### [DATASET EXCERPTS]
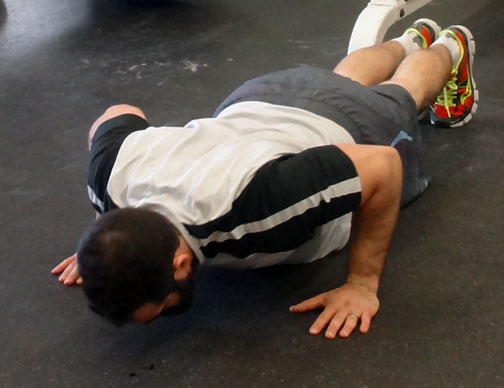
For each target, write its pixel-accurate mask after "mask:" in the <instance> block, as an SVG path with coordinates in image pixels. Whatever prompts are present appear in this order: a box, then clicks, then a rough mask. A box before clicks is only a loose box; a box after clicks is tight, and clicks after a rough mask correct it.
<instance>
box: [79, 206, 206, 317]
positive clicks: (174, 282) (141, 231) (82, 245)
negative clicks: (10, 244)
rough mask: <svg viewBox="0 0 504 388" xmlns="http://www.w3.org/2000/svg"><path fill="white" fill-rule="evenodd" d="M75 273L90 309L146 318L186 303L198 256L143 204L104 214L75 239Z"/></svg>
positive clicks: (115, 316) (102, 313)
mask: <svg viewBox="0 0 504 388" xmlns="http://www.w3.org/2000/svg"><path fill="white" fill-rule="evenodd" d="M77 257H78V263H79V273H80V275H81V276H82V279H83V289H84V293H85V294H86V296H87V297H88V299H89V306H90V308H91V309H92V310H93V311H95V312H96V313H98V314H100V315H103V316H104V317H106V318H108V319H110V320H112V321H114V322H116V323H119V324H121V323H124V322H127V321H130V320H135V321H138V322H148V321H150V320H152V319H153V318H155V317H156V316H157V315H159V314H160V313H162V312H163V311H164V310H165V309H169V308H171V307H175V306H177V307H178V308H180V307H181V306H188V305H189V304H190V302H191V297H192V280H193V276H194V272H195V267H196V265H197V260H196V259H193V255H192V252H191V250H190V249H189V247H188V246H187V244H186V243H185V241H184V239H183V238H181V236H180V235H179V233H178V231H177V230H176V229H175V228H174V227H173V225H172V224H171V223H170V222H169V221H168V220H167V219H166V218H165V217H163V216H162V215H161V214H159V213H156V212H154V211H151V210H149V209H146V208H137V209H134V208H124V209H117V210H113V211H110V212H108V213H106V214H105V215H104V216H102V217H101V218H100V219H98V220H97V221H96V222H95V223H93V224H92V225H91V226H90V227H89V228H88V229H87V230H86V231H85V233H84V235H83V236H82V238H81V241H80V242H79V247H78V252H77Z"/></svg>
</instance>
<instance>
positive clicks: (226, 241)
mask: <svg viewBox="0 0 504 388" xmlns="http://www.w3.org/2000/svg"><path fill="white" fill-rule="evenodd" d="M138 119H139V118H137V119H136V120H138ZM133 120H135V119H134V118H133ZM140 120H141V119H140ZM107 123H108V122H107ZM107 123H106V124H107ZM108 126H109V127H108V128H106V130H102V129H101V128H100V129H99V130H98V132H97V135H98V139H97V140H96V142H97V144H99V143H100V139H101V137H104V136H106V135H107V133H109V132H111V131H113V130H116V132H117V133H116V134H115V135H113V136H111V137H110V138H113V137H114V136H115V137H117V138H118V139H120V140H119V141H118V142H115V143H113V145H111V144H112V143H111V142H109V143H107V144H108V145H107V147H101V148H100V149H98V148H99V147H98V146H97V147H96V150H93V148H92V150H91V152H90V161H89V162H88V192H89V194H90V199H91V200H92V201H93V203H94V204H95V207H96V208H97V209H98V210H100V211H106V210H107V209H108V208H110V206H113V205H115V206H118V207H126V206H133V207H138V206H144V205H150V206H151V207H152V208H154V209H155V210H156V211H158V212H160V213H162V214H164V215H166V216H167V217H168V218H169V219H170V221H172V223H174V224H175V226H176V227H177V228H178V229H179V230H180V232H181V233H182V235H183V236H184V238H185V239H186V240H187V242H188V244H189V246H190V247H191V248H192V249H193V251H194V252H195V254H196V256H197V257H198V259H199V260H200V261H201V262H202V261H204V260H205V259H208V260H209V261H211V262H214V263H216V264H224V265H228V266H237V267H262V266H268V265H273V264H277V263H294V262H308V261H312V260H315V259H317V258H320V257H323V256H325V255H327V254H328V253H330V252H331V251H333V250H337V249H341V248H342V247H343V246H344V245H345V244H346V242H347V241H348V238H349V234H350V227H351V217H352V211H353V210H355V209H356V208H357V207H358V206H359V204H360V198H361V197H360V192H361V184H360V180H359V178H358V176H357V173H356V170H355V168H354V166H353V164H352V162H351V160H350V159H349V158H348V157H347V156H346V155H345V154H344V153H343V152H342V151H341V150H339V149H338V148H337V147H335V145H337V144H343V143H353V142H354V141H353V139H352V137H351V136H350V135H349V134H348V132H347V131H346V130H344V129H343V128H342V127H341V126H339V125H337V124H335V123H334V122H332V121H331V120H328V119H326V118H323V117H321V116H318V115H315V114H313V113H310V112H308V111H305V110H302V109H297V108H291V107H285V106H279V105H272V104H267V103H262V102H243V103H238V104H235V105H232V106H230V107H228V108H226V109H225V110H224V111H222V112H221V113H220V114H219V116H218V117H217V118H212V119H201V120H194V121H191V122H190V123H188V124H187V125H186V126H185V127H160V128H154V127H149V128H146V129H145V130H136V129H143V128H139V127H138V126H137V127H135V126H133V127H135V128H136V129H135V128H134V129H130V130H129V132H128V130H127V129H125V127H127V126H125V125H123V126H122V128H123V129H122V130H119V129H117V128H119V127H121V125H119V123H117V124H116V126H115V127H114V128H112V127H111V126H110V124H108ZM140 126H141V125H140ZM145 126H147V123H145ZM99 132H100V134H99ZM95 138H96V136H95ZM94 143H95V140H93V147H94ZM117 143H119V144H117ZM104 148H106V150H104ZM114 153H115V154H114ZM107 154H109V157H108V159H107V162H106V163H104V162H102V159H103V158H104V155H107ZM110 154H113V155H112V156H110ZM101 171H105V173H103V174H102V172H101ZM106 171H109V172H108V175H107V173H106ZM98 186H100V188H99V189H97V187H98Z"/></svg>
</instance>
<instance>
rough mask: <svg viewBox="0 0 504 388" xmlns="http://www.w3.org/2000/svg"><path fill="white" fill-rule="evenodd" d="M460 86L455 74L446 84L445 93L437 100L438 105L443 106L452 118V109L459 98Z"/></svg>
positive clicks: (445, 87) (440, 94)
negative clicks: (438, 104) (454, 101)
mask: <svg viewBox="0 0 504 388" xmlns="http://www.w3.org/2000/svg"><path fill="white" fill-rule="evenodd" d="M457 94H458V85H457V73H455V74H454V75H453V76H452V78H451V79H450V80H449V81H448V82H447V83H446V85H445V86H444V88H443V93H441V94H440V95H439V96H438V98H437V101H436V102H437V103H438V104H439V105H443V106H444V107H445V109H446V112H447V113H448V117H451V113H450V108H452V107H454V106H456V104H455V103H454V102H453V101H454V100H455V99H456V98H457Z"/></svg>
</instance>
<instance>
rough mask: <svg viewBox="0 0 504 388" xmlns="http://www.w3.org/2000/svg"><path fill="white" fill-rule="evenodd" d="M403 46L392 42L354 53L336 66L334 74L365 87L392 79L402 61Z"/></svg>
mask: <svg viewBox="0 0 504 388" xmlns="http://www.w3.org/2000/svg"><path fill="white" fill-rule="evenodd" d="M404 57H405V51H404V48H403V46H402V45H401V44H400V43H398V42H394V41H389V42H385V43H382V44H379V45H376V46H373V47H366V48H364V49H361V50H357V51H354V52H353V53H351V54H350V55H348V56H347V57H345V58H343V60H342V61H341V62H340V63H339V64H338V65H337V66H336V68H335V69H334V72H335V73H336V74H339V75H342V76H344V77H348V78H350V79H352V80H354V81H357V82H359V83H360V84H362V85H365V86H371V85H377V84H379V83H381V82H383V81H386V80H388V79H390V77H392V75H393V74H394V73H395V71H396V69H397V67H398V66H399V64H400V63H401V62H402V61H403V60H404Z"/></svg>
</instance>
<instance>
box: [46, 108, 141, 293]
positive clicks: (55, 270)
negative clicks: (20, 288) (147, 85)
mask: <svg viewBox="0 0 504 388" xmlns="http://www.w3.org/2000/svg"><path fill="white" fill-rule="evenodd" d="M125 114H133V115H136V116H139V117H141V118H143V119H145V120H146V117H145V114H144V112H143V111H142V110H141V109H140V108H137V107H136V106H132V105H126V104H121V105H113V106H111V107H110V108H108V109H107V110H106V111H105V112H104V113H103V114H102V115H101V116H100V117H98V119H96V120H95V122H94V123H93V125H92V126H91V128H90V130H89V135H88V148H89V149H91V144H92V140H93V136H94V134H95V133H96V130H97V129H98V128H99V127H100V125H101V124H103V123H104V122H106V121H108V120H111V119H113V118H115V117H118V116H122V115H125ZM99 217H100V214H99V213H96V219H98V218H99ZM51 273H52V274H53V275H60V276H59V277H58V280H59V281H60V282H61V283H63V284H64V285H65V286H71V285H73V284H76V285H81V284H82V278H81V277H80V275H79V271H78V267H77V253H74V254H73V255H72V256H70V257H68V258H66V259H65V260H63V261H62V262H61V263H60V264H58V265H57V266H56V267H54V268H53V269H52V270H51Z"/></svg>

### [ABOUT THIS TASK]
Could you update the data from its start through the line containing "positive clicks: (115, 316) (102, 313)", replacing "negative clicks" with "negative points", changing nothing else and leaving out the pictures?

### [TASK RESPONSE]
For each target, write its pixel-accurate mask after "mask:" in the <instance> block, as an SVG path with coordinates in image pixels. Whatever prompts are present appear in this order: a box, then clicks, then a rough mask. A box before clicks is only a loose box; a box after clicks is tight, and clicks after a rough mask correct it.
<instance>
box: [79, 206, 206, 317]
positive clicks: (174, 282) (141, 231) (82, 245)
negative points: (10, 244)
rough mask: <svg viewBox="0 0 504 388" xmlns="http://www.w3.org/2000/svg"><path fill="white" fill-rule="evenodd" d="M75 273L90 309L146 318L186 303L198 256L143 204L104 214L75 239Z"/></svg>
positive clicks: (115, 316) (102, 313)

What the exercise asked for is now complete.